* START Provided records *

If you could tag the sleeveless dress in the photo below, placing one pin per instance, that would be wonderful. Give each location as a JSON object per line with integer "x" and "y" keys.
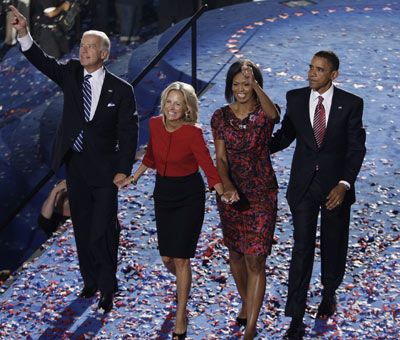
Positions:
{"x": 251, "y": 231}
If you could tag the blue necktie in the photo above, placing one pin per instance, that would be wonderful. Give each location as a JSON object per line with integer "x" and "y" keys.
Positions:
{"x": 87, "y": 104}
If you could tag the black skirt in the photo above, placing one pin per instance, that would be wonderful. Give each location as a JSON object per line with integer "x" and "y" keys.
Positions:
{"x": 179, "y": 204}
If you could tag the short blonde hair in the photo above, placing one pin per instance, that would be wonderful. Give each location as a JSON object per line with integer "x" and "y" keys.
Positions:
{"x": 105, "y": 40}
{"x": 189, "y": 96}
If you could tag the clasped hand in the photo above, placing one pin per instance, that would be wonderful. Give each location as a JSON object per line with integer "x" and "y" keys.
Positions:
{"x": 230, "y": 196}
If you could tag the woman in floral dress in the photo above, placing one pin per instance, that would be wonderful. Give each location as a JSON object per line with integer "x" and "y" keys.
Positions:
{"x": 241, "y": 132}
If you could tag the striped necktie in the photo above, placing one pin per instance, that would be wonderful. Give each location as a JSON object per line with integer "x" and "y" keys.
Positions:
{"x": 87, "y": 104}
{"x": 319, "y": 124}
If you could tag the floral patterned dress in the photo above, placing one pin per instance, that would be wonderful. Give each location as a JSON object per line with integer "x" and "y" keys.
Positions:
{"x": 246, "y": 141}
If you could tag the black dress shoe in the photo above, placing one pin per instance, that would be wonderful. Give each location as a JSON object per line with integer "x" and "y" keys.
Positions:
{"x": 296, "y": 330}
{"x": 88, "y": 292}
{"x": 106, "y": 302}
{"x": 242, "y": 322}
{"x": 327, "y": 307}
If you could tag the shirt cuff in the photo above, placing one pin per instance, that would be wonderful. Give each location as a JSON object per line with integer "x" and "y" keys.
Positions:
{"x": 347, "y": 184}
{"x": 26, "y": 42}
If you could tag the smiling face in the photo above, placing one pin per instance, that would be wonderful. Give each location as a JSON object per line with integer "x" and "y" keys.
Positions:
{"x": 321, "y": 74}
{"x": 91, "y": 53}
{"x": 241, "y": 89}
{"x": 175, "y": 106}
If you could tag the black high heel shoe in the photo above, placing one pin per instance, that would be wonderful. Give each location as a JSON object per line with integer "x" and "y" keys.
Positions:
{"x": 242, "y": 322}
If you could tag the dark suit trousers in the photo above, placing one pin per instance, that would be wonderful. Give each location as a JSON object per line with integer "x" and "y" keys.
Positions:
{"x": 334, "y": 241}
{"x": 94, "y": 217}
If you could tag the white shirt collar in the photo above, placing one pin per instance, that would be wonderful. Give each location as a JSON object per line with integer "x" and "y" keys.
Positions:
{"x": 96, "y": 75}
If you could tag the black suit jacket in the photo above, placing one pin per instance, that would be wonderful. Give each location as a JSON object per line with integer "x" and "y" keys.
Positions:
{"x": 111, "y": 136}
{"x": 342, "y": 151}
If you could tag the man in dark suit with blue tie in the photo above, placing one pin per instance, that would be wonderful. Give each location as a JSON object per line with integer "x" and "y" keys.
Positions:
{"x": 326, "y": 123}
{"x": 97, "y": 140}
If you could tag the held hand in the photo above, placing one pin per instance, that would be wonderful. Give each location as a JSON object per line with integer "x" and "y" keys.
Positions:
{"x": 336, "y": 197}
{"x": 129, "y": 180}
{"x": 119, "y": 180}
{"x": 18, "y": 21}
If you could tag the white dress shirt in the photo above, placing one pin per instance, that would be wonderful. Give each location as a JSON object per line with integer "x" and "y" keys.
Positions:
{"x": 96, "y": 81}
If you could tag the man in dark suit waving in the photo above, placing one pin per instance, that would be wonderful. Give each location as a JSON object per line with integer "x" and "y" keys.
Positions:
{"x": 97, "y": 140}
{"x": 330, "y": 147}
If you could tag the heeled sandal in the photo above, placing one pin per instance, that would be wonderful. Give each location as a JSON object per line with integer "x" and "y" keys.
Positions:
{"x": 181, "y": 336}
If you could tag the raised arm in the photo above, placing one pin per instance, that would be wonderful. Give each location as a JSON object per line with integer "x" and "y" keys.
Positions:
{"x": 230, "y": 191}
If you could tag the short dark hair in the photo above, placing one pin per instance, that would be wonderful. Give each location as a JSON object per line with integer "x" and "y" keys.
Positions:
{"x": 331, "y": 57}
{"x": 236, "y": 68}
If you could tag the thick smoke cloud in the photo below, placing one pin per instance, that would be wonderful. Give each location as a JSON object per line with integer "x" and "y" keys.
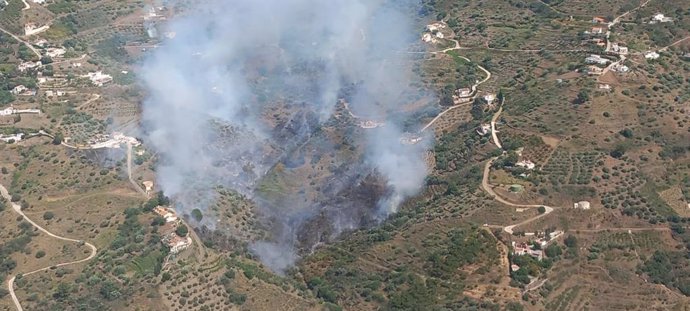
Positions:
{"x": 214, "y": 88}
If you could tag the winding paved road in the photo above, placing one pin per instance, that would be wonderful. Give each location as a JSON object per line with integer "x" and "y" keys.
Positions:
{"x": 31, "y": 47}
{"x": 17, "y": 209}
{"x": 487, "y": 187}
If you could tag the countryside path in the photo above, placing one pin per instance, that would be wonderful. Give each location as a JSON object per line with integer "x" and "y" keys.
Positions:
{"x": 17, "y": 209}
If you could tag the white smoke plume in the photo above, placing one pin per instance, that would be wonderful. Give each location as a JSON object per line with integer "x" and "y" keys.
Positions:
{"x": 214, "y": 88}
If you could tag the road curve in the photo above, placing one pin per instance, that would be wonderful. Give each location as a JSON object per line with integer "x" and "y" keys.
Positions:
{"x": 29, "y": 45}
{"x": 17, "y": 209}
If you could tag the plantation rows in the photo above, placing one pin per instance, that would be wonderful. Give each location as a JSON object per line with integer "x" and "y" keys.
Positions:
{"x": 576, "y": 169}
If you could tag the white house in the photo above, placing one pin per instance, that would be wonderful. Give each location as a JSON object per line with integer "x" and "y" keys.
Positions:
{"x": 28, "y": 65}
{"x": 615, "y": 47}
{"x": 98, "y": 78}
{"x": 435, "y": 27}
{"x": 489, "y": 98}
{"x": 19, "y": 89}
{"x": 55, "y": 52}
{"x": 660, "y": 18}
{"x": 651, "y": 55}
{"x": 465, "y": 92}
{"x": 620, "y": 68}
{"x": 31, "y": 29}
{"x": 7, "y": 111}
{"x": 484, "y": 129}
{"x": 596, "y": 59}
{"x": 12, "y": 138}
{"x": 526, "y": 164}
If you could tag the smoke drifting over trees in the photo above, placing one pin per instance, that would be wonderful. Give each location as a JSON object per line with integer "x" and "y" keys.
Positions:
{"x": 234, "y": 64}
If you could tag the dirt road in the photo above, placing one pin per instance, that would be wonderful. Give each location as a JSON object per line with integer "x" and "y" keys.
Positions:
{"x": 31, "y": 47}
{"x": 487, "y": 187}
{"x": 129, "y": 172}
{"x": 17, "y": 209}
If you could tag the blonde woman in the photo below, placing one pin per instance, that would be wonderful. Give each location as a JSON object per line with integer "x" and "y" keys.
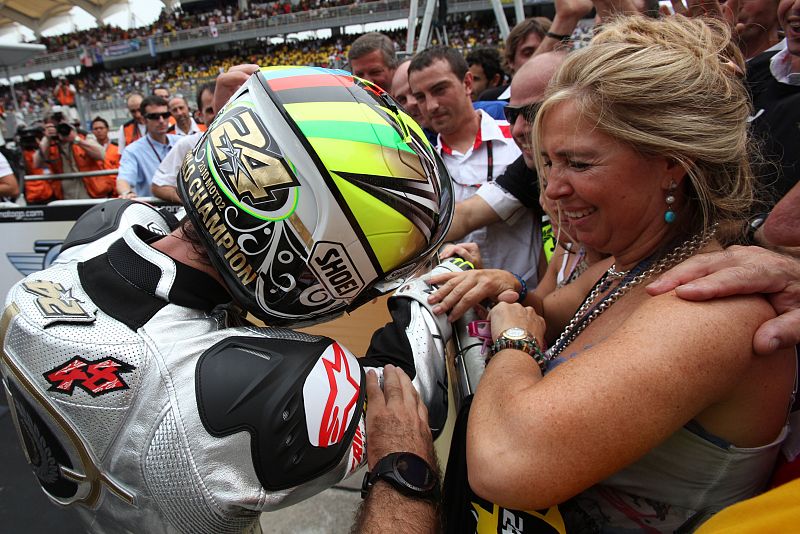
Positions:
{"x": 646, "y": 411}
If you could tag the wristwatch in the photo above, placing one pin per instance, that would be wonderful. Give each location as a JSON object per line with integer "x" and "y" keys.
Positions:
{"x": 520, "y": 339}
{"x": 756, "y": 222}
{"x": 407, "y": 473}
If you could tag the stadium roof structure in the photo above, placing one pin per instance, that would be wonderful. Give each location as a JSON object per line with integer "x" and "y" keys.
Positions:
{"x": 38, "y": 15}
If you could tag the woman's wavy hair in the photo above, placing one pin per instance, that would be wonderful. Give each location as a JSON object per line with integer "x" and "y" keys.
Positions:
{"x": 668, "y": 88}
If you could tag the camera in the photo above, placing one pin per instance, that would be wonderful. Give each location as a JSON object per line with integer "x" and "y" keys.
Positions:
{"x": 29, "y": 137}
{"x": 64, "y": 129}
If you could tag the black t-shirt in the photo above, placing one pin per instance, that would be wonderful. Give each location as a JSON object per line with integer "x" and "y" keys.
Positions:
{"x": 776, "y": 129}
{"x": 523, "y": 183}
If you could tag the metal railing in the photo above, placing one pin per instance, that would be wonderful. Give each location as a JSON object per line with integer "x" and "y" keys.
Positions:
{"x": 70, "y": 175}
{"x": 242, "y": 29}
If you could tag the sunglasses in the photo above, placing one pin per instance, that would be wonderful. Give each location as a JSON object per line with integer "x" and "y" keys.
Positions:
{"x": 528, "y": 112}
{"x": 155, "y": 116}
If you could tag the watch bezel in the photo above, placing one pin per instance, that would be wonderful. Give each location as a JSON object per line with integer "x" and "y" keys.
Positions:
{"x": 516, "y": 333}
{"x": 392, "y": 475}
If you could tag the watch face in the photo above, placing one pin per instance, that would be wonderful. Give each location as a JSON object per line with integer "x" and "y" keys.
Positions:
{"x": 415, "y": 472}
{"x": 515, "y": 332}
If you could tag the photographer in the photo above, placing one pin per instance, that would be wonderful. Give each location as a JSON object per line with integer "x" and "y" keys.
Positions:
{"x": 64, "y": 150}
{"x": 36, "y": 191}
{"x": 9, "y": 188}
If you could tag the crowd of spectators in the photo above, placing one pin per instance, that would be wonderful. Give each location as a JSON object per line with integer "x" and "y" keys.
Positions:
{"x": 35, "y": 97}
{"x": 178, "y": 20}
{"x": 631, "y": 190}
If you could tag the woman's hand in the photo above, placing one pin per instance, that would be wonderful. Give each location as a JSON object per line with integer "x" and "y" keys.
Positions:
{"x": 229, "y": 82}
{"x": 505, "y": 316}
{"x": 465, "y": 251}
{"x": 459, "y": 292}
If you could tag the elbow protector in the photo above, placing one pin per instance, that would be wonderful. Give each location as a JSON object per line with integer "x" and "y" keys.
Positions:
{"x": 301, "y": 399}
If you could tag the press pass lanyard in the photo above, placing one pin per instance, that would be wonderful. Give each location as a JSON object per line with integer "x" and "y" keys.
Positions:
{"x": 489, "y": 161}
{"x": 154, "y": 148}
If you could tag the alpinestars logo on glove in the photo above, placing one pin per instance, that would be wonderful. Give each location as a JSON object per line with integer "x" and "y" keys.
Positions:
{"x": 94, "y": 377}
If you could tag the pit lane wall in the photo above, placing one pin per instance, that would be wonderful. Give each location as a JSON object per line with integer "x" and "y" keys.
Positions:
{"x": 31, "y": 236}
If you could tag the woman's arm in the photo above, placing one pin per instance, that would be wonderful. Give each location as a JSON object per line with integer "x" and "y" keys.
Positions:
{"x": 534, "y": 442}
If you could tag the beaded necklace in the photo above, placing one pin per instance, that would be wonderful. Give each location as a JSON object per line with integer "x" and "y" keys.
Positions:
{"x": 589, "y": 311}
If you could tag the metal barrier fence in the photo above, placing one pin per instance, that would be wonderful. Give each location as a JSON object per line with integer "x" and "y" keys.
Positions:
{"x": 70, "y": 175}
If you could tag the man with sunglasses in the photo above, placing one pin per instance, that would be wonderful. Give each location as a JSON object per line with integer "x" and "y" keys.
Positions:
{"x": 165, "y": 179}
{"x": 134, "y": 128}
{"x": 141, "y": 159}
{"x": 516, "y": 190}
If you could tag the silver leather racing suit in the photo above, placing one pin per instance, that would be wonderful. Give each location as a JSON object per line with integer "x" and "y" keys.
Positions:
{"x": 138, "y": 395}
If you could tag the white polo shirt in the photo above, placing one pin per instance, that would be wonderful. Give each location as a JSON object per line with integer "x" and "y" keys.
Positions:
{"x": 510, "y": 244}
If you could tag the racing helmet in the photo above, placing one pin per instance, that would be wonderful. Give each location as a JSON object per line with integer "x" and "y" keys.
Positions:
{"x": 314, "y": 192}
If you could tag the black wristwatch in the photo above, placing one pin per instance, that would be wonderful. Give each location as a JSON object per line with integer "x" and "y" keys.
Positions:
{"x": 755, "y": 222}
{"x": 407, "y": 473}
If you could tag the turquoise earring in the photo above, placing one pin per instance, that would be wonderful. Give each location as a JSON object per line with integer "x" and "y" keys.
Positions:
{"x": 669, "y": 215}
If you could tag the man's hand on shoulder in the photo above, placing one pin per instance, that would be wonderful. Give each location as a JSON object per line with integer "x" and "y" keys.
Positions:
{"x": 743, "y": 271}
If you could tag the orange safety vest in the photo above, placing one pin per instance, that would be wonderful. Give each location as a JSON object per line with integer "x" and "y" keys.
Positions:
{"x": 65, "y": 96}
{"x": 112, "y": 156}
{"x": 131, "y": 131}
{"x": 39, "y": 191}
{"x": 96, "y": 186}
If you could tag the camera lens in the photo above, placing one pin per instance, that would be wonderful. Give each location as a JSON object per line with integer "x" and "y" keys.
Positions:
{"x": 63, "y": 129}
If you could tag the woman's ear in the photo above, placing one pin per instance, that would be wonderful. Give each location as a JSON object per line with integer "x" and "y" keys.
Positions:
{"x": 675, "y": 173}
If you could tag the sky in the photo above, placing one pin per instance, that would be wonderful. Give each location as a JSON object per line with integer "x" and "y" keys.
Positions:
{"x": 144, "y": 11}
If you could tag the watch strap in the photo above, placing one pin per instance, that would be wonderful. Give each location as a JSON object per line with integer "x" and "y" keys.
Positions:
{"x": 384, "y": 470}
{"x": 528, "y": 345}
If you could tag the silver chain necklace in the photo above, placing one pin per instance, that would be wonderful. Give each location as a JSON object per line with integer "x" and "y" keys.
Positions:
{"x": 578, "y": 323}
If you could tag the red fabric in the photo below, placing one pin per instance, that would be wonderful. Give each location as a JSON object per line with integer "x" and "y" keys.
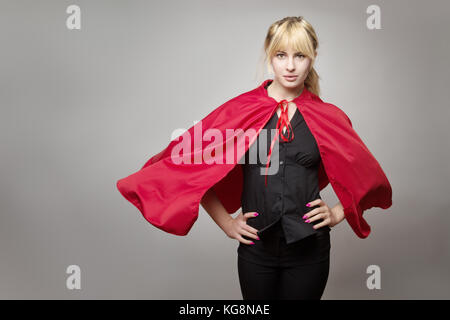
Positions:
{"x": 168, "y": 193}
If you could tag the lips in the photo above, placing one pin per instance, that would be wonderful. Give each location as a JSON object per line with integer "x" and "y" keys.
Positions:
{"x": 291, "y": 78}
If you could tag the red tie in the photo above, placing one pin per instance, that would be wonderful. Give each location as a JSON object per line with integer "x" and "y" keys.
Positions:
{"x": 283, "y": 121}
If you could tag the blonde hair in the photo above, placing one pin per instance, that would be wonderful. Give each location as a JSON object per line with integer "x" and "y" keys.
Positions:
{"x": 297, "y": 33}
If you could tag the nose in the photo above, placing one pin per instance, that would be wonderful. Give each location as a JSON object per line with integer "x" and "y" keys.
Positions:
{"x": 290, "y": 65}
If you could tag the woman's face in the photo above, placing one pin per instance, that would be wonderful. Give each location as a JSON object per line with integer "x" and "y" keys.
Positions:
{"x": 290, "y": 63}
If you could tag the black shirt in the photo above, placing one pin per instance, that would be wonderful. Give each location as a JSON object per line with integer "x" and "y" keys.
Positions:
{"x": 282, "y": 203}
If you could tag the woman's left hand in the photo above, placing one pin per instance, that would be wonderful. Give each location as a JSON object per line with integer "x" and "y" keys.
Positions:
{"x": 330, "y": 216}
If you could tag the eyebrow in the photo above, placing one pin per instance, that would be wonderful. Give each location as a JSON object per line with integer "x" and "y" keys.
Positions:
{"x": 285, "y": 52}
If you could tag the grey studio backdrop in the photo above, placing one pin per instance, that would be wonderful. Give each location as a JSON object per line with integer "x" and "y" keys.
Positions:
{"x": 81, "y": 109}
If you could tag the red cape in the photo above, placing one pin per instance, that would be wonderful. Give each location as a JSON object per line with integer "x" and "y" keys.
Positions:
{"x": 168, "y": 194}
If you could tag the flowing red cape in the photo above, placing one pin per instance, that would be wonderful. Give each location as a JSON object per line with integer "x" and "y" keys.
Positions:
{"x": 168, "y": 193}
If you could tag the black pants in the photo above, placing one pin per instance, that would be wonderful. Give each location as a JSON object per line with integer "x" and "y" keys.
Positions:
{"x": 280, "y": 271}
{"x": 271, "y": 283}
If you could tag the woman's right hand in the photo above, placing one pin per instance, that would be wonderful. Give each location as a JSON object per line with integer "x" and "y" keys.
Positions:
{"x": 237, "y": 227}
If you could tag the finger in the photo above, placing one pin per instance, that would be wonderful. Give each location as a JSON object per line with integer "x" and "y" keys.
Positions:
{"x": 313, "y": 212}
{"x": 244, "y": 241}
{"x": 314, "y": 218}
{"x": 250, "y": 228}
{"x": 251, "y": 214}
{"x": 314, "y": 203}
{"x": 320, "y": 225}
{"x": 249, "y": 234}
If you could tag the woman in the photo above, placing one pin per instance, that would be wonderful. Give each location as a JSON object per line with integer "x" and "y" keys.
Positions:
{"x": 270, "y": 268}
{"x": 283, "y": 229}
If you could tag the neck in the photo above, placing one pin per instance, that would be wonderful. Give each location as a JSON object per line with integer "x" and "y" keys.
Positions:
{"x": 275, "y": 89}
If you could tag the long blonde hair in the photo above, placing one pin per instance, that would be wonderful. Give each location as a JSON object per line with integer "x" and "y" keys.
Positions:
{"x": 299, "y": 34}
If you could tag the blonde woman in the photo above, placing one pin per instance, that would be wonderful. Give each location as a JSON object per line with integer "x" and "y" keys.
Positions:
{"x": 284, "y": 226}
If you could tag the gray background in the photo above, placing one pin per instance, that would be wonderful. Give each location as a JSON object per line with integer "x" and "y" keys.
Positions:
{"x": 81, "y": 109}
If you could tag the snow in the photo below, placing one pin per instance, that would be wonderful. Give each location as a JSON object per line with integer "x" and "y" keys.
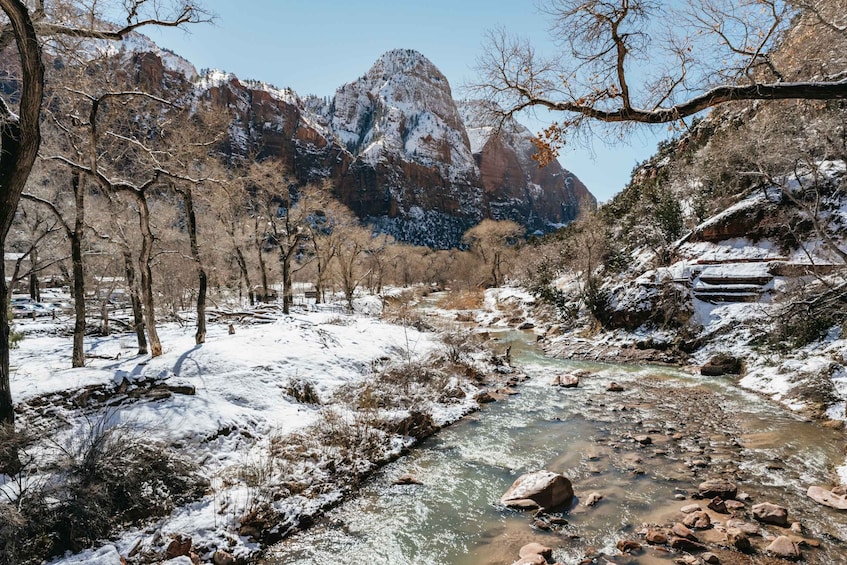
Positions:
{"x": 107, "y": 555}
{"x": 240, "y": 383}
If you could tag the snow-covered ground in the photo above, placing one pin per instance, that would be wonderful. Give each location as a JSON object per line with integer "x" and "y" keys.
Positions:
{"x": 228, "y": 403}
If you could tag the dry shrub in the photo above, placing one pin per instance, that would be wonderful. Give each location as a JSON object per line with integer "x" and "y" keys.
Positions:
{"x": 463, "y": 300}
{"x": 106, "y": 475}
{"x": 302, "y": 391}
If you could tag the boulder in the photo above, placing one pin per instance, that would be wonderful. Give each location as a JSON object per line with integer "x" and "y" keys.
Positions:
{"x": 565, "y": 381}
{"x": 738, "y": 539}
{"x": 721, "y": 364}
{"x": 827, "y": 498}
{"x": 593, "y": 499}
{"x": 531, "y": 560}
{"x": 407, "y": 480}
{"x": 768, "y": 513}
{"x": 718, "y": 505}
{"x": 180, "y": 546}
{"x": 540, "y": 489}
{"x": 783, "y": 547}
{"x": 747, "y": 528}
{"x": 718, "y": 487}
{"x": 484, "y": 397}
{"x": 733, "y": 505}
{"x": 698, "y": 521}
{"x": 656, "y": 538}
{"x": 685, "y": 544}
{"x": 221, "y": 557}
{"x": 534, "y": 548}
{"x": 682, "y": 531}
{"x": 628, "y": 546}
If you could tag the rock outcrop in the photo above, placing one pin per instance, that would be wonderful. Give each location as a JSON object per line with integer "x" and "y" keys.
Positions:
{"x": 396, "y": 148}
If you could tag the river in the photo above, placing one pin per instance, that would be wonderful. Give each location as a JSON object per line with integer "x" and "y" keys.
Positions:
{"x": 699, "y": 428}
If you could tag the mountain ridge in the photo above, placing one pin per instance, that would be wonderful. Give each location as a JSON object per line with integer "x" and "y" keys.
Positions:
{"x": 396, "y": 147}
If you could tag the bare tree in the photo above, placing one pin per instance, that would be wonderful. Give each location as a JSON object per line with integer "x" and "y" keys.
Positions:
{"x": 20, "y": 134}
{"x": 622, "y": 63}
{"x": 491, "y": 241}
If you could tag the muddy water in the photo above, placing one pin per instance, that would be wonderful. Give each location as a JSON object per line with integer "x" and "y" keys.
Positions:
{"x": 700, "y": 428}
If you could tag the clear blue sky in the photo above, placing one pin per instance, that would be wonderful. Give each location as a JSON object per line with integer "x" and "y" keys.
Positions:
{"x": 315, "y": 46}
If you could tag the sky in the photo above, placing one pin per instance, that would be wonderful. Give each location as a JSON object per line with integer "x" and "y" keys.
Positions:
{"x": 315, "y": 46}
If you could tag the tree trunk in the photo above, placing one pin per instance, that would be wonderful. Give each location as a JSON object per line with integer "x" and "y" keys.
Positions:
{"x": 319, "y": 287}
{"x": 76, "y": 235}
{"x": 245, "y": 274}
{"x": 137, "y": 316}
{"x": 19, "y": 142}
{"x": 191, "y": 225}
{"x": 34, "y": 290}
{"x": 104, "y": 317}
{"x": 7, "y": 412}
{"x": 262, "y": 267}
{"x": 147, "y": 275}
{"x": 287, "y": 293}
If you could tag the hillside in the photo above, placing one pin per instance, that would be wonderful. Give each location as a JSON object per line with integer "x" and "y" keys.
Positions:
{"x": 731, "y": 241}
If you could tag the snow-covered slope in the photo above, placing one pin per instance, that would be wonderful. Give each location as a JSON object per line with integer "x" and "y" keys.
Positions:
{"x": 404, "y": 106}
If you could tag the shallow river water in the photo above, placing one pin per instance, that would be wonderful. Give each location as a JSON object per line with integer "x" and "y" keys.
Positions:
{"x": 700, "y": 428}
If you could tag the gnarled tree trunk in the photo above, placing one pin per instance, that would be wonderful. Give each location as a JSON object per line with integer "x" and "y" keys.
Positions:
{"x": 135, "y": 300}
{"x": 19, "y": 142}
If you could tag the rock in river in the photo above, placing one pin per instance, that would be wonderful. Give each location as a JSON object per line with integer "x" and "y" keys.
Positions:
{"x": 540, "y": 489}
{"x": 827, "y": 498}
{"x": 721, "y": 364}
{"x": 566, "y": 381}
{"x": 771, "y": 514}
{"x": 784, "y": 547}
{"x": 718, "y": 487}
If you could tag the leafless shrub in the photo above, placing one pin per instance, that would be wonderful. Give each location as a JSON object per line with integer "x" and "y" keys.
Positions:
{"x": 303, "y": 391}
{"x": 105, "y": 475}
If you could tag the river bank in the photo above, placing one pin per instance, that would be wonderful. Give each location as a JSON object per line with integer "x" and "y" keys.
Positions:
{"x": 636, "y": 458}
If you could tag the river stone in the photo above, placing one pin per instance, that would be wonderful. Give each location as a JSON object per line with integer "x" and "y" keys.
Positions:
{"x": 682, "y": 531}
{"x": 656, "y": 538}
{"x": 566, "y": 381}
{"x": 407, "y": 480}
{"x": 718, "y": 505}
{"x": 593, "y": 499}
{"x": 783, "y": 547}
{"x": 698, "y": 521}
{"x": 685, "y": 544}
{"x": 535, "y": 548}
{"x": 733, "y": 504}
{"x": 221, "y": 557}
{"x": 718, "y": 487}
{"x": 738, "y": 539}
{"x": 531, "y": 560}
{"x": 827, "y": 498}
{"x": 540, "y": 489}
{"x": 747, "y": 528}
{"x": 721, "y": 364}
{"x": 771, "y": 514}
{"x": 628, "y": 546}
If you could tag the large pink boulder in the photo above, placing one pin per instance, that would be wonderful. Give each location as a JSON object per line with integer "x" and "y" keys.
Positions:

* END Provided records *

→ Task to complete:
Find the line containing "If you could tag the large" in the material above. Print it and every line after it through the end, exactly and only those.

→ Written answer:
If you could tag the large pink boulder in the photo above, placing one pin per instance, that would be wonderful. Give each location as a JSON object per line with integer "x" and "y" keys.
Positions:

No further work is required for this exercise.